- What you should do
Every line of the entries below that includes "rough" belongs in the answer, copied as written.

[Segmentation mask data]
Segment Open
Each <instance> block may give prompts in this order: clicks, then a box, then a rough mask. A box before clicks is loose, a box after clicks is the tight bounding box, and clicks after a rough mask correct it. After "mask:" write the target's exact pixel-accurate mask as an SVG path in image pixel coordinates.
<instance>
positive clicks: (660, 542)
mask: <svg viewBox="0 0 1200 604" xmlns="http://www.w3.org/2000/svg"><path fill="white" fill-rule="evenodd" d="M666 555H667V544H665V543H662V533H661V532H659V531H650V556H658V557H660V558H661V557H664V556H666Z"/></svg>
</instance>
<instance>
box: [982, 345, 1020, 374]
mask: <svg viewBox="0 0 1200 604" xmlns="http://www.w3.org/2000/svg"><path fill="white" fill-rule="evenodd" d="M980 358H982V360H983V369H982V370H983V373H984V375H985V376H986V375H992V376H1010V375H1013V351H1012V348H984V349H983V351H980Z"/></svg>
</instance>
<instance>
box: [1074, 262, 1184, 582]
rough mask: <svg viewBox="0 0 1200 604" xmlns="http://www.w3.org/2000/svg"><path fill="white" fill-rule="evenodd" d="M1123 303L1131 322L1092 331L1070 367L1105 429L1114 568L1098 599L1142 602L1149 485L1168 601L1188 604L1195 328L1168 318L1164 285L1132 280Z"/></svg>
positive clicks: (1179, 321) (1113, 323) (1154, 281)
Segment Closed
- Written response
Each <instance> block may give prompts in this order: clicks, then a box, then a rough mask. A box before clicks is loose, a box after clicks is the tight bounding box, and clicks after a rough mask correct it. After "mask:" write the target's exact pixel-accurate mask as an SVG path in image pixel coordinates.
rough mask: <svg viewBox="0 0 1200 604" xmlns="http://www.w3.org/2000/svg"><path fill="white" fill-rule="evenodd" d="M1123 303L1131 322L1092 331L1070 367L1105 429L1114 568L1098 599L1142 602L1149 485L1168 601L1188 604L1195 328L1168 318L1164 285L1132 280Z"/></svg>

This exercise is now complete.